INSTRUCTION A:
Answer the following questions using the case study on abandoned e-commerce carts:
(i) What were the rates of order completion among targeted customers before and after the project?
(ii) According to the case study, why did the call center not want emails sent to customers who had ordered by another method?
(iii) Which teams did the author meet with while gathering requirements?
INSTRUCTION B:
In the entries, begin at the line that contains "Expected: one point per instance of the distant island, each" and stop after the line that contains "(1056, 578)". Lay out those lines as a numbered list, omitting any blank lines.

##### SOURCE EXCERPT #####

E-commerce Abandoned Carts

Recapturing lost revenue

Summary

I coordinated data across databases and worked across multiple departments to solve a longstanding issue for our business. In the process, over $200K of revenue has been recaptured through online ordering. Rates of order completion among targeted customers rose from 31% to 40%, and customers were more likely to order online than through fax or phone.

Organizations Entered per Client

$240K

Regular Users per Organization

9%

Defining the Problem

Abandoned carts had been a problem within our business for several years. While we could see which carts were created within our ecommerce system and never checked out, we were unable to see if that customer had then ordered by another method, such as fax or phone. The call center understandably did not want emails to be sent to customers who ordered another way, because it would likely confuse them and cause them to call in. As a business, we were leaving potentially hundresds of thousands of dollars on the table by not following up on these carts, and the revenue that did come in from another method required manual processing.

In the past, various departments had been somewhat siloed, which had prevented this problem from being solved. Additionally, the online ordering system maintained its own seperate database for various business reasons, so information did not exist in a single spot. Finally, since it crossed several departments, no one person or department had taken ownership of this problem, and so no one solved it.

Gathering Requirements

I conducted a series of meetings with the various stakeholders to nail down the problem. I met with people from our call center and exhibitor service center, our marketing team, and our product management and development teams to define what problems I would need to solve at each step in the process.

We needed to be able to cross reference customers online with other methods to see if customers had placed an order or not so that we could know who to contact. Then, we needed a clear plan of what content we would send them to help them through the process, how we would support them if they had questions, and how we would measure the success or failure of the project.

##### RECORD SET #####

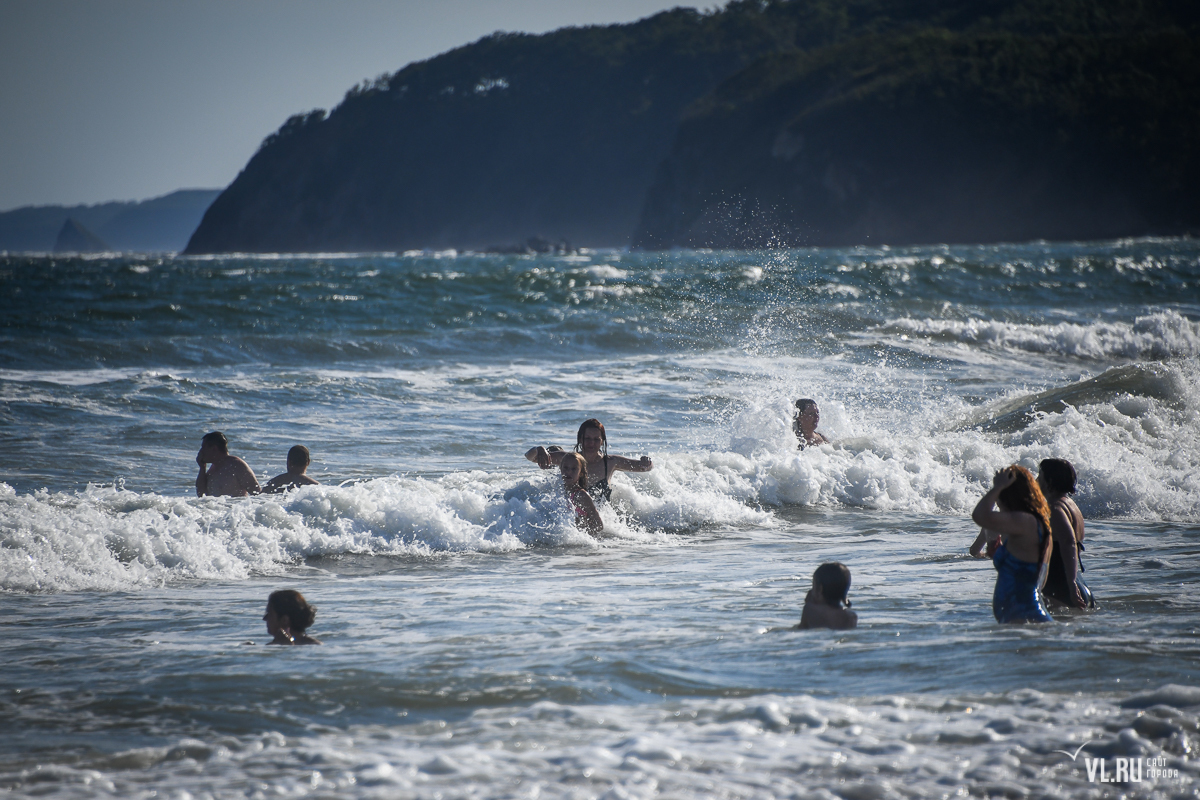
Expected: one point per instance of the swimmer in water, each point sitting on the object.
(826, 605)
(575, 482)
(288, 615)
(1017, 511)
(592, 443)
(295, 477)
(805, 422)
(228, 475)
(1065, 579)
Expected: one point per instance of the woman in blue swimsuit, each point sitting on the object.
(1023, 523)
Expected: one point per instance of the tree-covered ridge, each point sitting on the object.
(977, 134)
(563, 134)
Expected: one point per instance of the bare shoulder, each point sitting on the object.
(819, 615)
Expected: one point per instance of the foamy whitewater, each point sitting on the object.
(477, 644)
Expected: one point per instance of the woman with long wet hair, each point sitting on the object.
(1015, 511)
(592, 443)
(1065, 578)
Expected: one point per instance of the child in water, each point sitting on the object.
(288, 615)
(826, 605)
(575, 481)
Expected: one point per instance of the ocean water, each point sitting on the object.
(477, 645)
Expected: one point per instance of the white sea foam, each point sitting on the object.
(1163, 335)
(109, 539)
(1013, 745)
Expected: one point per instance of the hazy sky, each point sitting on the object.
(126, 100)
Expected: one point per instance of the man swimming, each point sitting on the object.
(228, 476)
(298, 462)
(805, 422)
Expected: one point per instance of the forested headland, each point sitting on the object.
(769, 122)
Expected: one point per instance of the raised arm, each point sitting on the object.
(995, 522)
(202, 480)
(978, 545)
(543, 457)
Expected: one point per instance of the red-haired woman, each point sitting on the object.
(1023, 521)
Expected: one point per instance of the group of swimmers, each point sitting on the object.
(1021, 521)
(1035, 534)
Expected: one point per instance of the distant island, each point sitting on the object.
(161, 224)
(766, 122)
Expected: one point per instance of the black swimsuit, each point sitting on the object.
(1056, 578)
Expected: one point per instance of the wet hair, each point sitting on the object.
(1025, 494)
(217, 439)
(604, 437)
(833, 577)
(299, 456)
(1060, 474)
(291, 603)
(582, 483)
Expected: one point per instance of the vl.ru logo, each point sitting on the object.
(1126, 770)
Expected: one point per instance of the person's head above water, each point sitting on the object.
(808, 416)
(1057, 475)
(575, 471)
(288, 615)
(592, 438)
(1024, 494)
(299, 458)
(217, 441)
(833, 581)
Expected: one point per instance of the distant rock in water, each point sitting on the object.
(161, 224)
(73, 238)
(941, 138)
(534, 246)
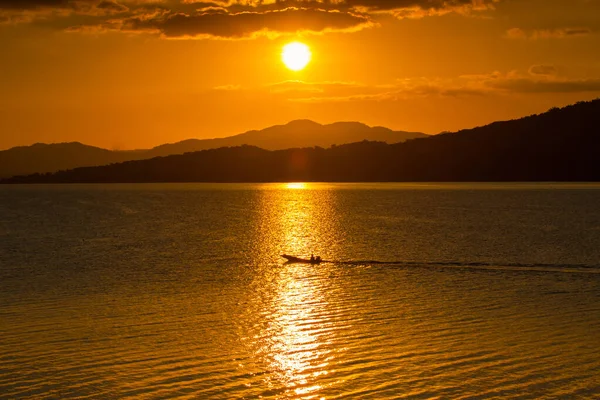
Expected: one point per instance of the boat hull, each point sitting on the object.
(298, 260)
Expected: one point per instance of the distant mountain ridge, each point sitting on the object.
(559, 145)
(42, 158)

#####
##### RECORD SET #####

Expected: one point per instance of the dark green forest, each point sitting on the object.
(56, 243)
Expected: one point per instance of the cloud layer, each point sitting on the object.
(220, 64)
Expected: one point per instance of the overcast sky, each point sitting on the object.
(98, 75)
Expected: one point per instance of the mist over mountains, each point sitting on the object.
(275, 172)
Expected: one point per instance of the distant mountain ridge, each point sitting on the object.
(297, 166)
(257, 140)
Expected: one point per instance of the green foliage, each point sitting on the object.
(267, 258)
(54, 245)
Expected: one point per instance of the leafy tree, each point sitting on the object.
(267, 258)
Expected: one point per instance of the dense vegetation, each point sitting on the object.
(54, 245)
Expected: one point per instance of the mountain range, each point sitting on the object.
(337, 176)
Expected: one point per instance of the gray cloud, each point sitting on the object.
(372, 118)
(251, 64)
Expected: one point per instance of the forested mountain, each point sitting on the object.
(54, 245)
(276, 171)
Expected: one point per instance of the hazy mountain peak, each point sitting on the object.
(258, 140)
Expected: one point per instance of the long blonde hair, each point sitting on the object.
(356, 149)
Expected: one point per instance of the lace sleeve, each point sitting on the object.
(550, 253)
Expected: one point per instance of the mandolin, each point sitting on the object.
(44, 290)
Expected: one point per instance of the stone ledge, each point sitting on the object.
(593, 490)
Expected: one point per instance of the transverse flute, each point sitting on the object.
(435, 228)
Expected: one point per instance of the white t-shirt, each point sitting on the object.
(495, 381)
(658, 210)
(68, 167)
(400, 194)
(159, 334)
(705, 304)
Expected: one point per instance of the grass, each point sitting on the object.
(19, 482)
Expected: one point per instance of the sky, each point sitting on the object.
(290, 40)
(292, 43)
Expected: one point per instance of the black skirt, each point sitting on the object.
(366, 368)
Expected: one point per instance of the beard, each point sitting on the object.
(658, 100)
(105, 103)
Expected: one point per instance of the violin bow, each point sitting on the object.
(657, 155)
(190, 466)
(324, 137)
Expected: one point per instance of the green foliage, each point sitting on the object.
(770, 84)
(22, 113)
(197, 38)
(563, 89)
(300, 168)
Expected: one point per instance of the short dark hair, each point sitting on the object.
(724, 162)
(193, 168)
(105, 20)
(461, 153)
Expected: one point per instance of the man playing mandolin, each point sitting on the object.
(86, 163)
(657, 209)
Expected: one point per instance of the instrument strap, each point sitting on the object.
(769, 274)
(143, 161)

#####

TASK RESULT A:
(i) The rate rose from 31% to 40%.
(ii) The emails would likely confuse those customers and cause them to call in.
(iii) The call center, the exhibitor service center, the marketing team, and the product management and development teams.

TASK RESULT B:
1. Expected: one point per instance of the distant island, each point sitting on the object.
2. (161, 224)
3. (766, 122)
4. Expected: one point per instance of the black swimsuit, each point sitting on the object.
5. (1056, 578)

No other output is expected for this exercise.